(To do):
Express the records from their start through the line containing "M183 78L172 78L164" as a two-column CSV headed instruction and outlines, one row per record, with each field quoted and line breaks turned into spaces. Leave the pictures out.

(Data supplied):
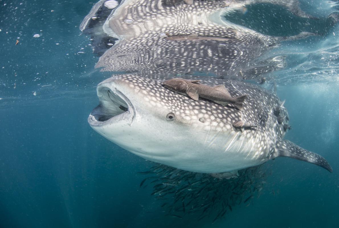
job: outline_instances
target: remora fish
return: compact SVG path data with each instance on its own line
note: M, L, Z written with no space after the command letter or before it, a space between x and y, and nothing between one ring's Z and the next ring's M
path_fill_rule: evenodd
M191 41L198 41L199 40L227 41L228 40L235 40L239 41L239 40L236 38L219 36L199 36L197 34L195 34L168 36L165 37L165 39L170 40L188 40Z
M241 112L195 101L164 88L163 82L129 75L104 81L97 88L100 104L88 117L89 125L129 151L184 170L226 172L284 156L332 171L321 156L283 139L283 126L273 111L280 100L273 92L242 81L202 81L211 86L222 83L233 96L248 94ZM286 109L281 112L287 114ZM240 120L258 126L236 131L232 124Z
M183 78L172 78L164 81L165 87L184 95L187 95L194 100L199 97L212 100L224 106L231 103L239 110L242 109L242 103L247 95L232 97L224 85L208 86L199 83L200 80L189 80Z

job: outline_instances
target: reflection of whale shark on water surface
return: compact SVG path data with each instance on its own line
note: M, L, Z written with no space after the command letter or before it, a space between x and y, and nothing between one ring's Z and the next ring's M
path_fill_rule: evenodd
M100 25L105 35L119 41L101 57L96 67L160 79L201 72L253 78L279 70L285 65L283 58L268 60L264 64L254 60L281 41L312 34L290 38L265 36L227 22L222 15L240 5L258 2L291 10L287 6L292 4L284 1L193 1L188 4L187 1L126 0L113 10L103 26ZM296 5L297 1L288 2ZM83 24L82 29L86 31ZM166 39L190 34L205 38L199 42Z

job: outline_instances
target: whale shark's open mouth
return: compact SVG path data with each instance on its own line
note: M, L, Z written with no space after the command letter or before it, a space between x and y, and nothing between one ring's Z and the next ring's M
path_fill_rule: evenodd
M134 108L129 99L115 88L104 85L97 89L100 104L92 111L88 122L92 126L117 123L122 121L132 123Z

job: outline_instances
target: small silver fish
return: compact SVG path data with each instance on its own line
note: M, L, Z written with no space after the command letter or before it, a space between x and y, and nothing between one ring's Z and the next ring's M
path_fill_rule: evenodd
M239 110L242 109L243 102L247 95L232 97L224 85L208 86L199 83L200 81L172 78L164 81L163 84L167 89L187 95L195 100L198 100L200 97L223 106L231 103Z

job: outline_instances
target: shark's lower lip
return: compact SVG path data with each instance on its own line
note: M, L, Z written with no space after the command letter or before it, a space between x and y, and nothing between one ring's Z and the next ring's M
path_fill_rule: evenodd
M100 104L92 111L88 122L92 127L102 126L123 122L130 125L135 110L129 99L115 88L105 87L98 88Z

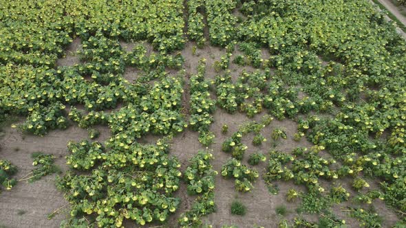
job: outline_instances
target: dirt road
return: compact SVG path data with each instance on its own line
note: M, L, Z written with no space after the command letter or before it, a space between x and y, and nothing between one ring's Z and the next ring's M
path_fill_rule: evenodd
M390 0L378 0L385 8L387 10L390 12L392 14L394 14L398 20L400 21L405 26L406 26L406 17L403 16L398 8L394 5ZM372 1L372 0L370 0L370 1L374 4L376 5ZM381 9L378 5L376 6L378 9ZM387 19L389 21L392 21L392 19L389 16L386 16ZM402 30L400 27L396 27L396 31L398 34L400 34L405 39L406 39L406 32Z
M378 0L386 9L392 13L405 26L406 26L406 16L403 16L399 9L389 0Z

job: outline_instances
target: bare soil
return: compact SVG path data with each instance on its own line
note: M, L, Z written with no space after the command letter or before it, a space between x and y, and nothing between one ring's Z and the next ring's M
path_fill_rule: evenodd
M122 46L127 51L131 51L133 44L121 43ZM217 74L224 72L217 73L214 70L213 63L219 60L220 56L225 54L224 49L217 47L206 46L202 49L196 49L193 54L192 48L195 45L193 43L189 42L186 47L182 51L182 54L186 60L184 65L187 75L193 75L197 73L198 61L204 58L206 59L206 73L207 79L213 79ZM72 52L76 52L80 49L80 40L75 39L74 43L68 47ZM149 51L151 52L151 51ZM69 53L67 54L69 56ZM264 58L268 58L269 54L263 51ZM72 65L78 62L75 56L68 57L65 60L58 60L59 65ZM247 67L244 68L248 71L255 70ZM237 78L240 73L241 67L231 63L230 70L232 72L233 78ZM125 77L129 80L136 77L136 72L133 69L126 69ZM131 73L135 72L135 73ZM133 73L131 75L131 73ZM129 78L133 77L131 78ZM225 225L237 225L239 227L253 227L254 225L264 227L277 227L279 221L284 218L277 216L275 209L279 205L286 205L288 213L285 218L288 220L292 220L297 214L296 209L300 204L300 201L293 203L288 203L285 194L289 189L294 188L301 192L306 192L303 186L296 185L292 182L279 182L277 185L279 188L279 193L273 195L269 193L265 182L260 178L254 183L254 190L251 192L242 194L237 193L234 189L234 181L232 179L226 179L221 176L222 166L227 159L231 157L231 155L224 152L221 150L222 142L233 133L237 130L238 128L244 122L248 121L259 121L262 113L256 115L254 118L250 119L244 114L234 113L229 114L224 111L217 109L214 113L215 122L211 127L215 135L215 141L207 149L213 154L215 159L212 163L214 169L219 172L215 179L215 203L217 211L206 216L204 220L208 223L213 225L213 227L221 227ZM228 133L223 134L221 132L222 126L224 124L228 126ZM284 129L288 135L287 139L281 139L274 147L274 143L270 138L270 134L275 128ZM97 141L103 142L110 137L110 131L107 126L97 126L100 131L100 136ZM252 144L253 138L253 134L248 134L243 138L243 142L248 146L245 153L243 163L247 164L247 159L250 154L261 151L265 154L270 150L277 150L285 152L290 152L292 150L298 146L310 148L312 146L311 143L302 139L300 141L293 140L293 135L297 132L297 124L288 119L284 121L274 120L270 126L264 128L261 134L267 139L260 146L254 146ZM41 137L32 135L25 135L18 132L14 128L7 126L4 128L5 135L0 139L0 157L10 160L19 168L19 172L17 174L17 179L19 179L29 173L32 168L31 154L37 151L42 151L45 153L54 155L56 157L56 163L61 168L63 172L65 172L68 167L65 165L65 157L67 155L67 144L69 140L79 141L88 137L87 131L76 126L72 126L65 130L53 130L45 137ZM188 164L188 161L195 155L199 150L206 149L198 141L198 134L196 132L186 129L184 132L178 134L172 140L171 153L172 156L177 157L182 163L181 170L184 170ZM147 135L139 139L140 143L155 143L158 139L156 136ZM323 155L328 156L328 155ZM257 168L261 176L265 172L266 162L261 163L257 166ZM12 190L0 194L0 227L12 228L25 227L58 227L61 222L67 214L67 210L61 210L55 217L48 220L47 216L49 214L58 208L67 205L67 202L64 199L63 194L58 192L54 184L55 175L45 176L40 181L33 183L20 182ZM339 180L340 183L350 191L352 195L356 194L351 190L350 180ZM323 183L326 187L330 187L332 183ZM372 186L372 187L377 187ZM168 223L169 227L177 227L177 219L182 212L191 208L193 196L189 196L186 194L186 186L182 183L177 196L181 198L181 205L177 212L170 217ZM244 216L231 215L230 205L234 199L238 199L247 207L247 214ZM336 214L350 224L350 227L357 227L358 222L342 212L342 207L351 205L350 203L334 205L332 209ZM374 202L378 213L384 218L384 226L389 227L396 220L396 215L385 206L380 201ZM67 205L65 209L69 209ZM303 215L305 218L311 221L317 221L317 216L314 215ZM126 222L127 227L136 227L133 223ZM151 226L156 226L156 224Z

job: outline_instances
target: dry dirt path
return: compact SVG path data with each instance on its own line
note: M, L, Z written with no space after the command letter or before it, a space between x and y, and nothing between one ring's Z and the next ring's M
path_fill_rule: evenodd
M390 12L392 14L394 14L399 21L400 21L405 26L406 26L406 16L403 16L398 8L394 5L389 0L378 0L385 8L387 10ZM372 1L371 1L373 3ZM391 20L389 16L387 17L389 20ZM403 36L406 39L406 31L403 31L399 27L396 27L396 30L398 32Z

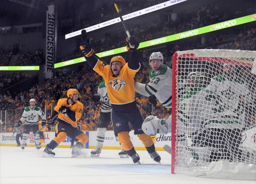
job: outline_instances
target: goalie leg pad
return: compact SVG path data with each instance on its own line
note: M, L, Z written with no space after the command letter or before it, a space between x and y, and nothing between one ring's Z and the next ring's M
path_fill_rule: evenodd
M129 150L133 147L132 141L130 139L129 133L128 132L121 132L117 134L119 141L124 150Z
M84 133L81 133L76 137L76 139L78 140L76 144L77 144L77 143L78 142L81 142L83 146L84 146L84 145L85 145L85 143L88 142L88 140L89 139L88 136L87 136L87 135L84 134Z

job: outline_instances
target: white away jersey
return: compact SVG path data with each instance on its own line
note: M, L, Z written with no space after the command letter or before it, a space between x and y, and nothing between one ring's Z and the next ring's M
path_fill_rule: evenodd
M156 71L149 71L150 81L148 84L135 83L137 92L149 97L153 95L157 98L165 107L172 106L172 70L165 65Z
M111 103L108 98L107 87L105 86L105 82L102 82L99 84L98 87L98 94L100 96L101 102L101 111L108 113L111 111Z
M38 125L38 116L41 117L42 119L45 119L45 114L37 106L35 106L33 109L29 107L25 108L23 111L20 121L25 121L25 125Z

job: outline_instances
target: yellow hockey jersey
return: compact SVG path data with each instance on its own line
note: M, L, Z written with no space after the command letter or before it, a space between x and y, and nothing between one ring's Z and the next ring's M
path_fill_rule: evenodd
M129 68L126 63L121 69L119 75L114 77L110 67L105 66L98 60L93 70L103 77L111 103L123 105L134 101L134 77L140 68L132 70Z
M83 114L84 109L84 105L79 101L73 104L68 104L68 99L62 98L58 101L57 105L54 107L54 110L59 113L59 110L61 106L65 106L69 108L73 112L76 113L76 121L74 121L71 119L67 114L60 113L58 115L58 118L63 120L63 121L69 123L73 127L76 127L77 126L77 121L80 119Z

(Right answer):
instruction,outlines
"job: outline_instances target: remora fish return: compact SVG path data with each instance on its own line note: M, L, Z written with no space after the command letter or before it, a space between x and y, and nothing between one ring's Z and the next ring's M path_fill_rule: evenodd","M191 41L198 41L199 40L227 41L228 40L235 40L239 41L239 40L236 38L219 36L199 36L197 34L195 34L168 36L165 37L165 39L170 40L188 40Z M241 112L195 101L164 88L163 82L129 75L104 81L97 88L100 104L88 117L89 125L129 151L184 170L226 172L284 156L332 171L321 156L283 139L283 126L273 111L280 100L273 92L242 81L202 81L211 86L222 83L233 96L248 94ZM286 109L281 112L287 114ZM240 120L258 126L236 131L232 124Z M183 78L172 78L164 81L165 87L184 95L187 95L194 100L199 97L212 100L224 106L231 103L239 110L242 109L242 103L247 95L232 97L224 85L208 86L199 83L200 80L189 80Z"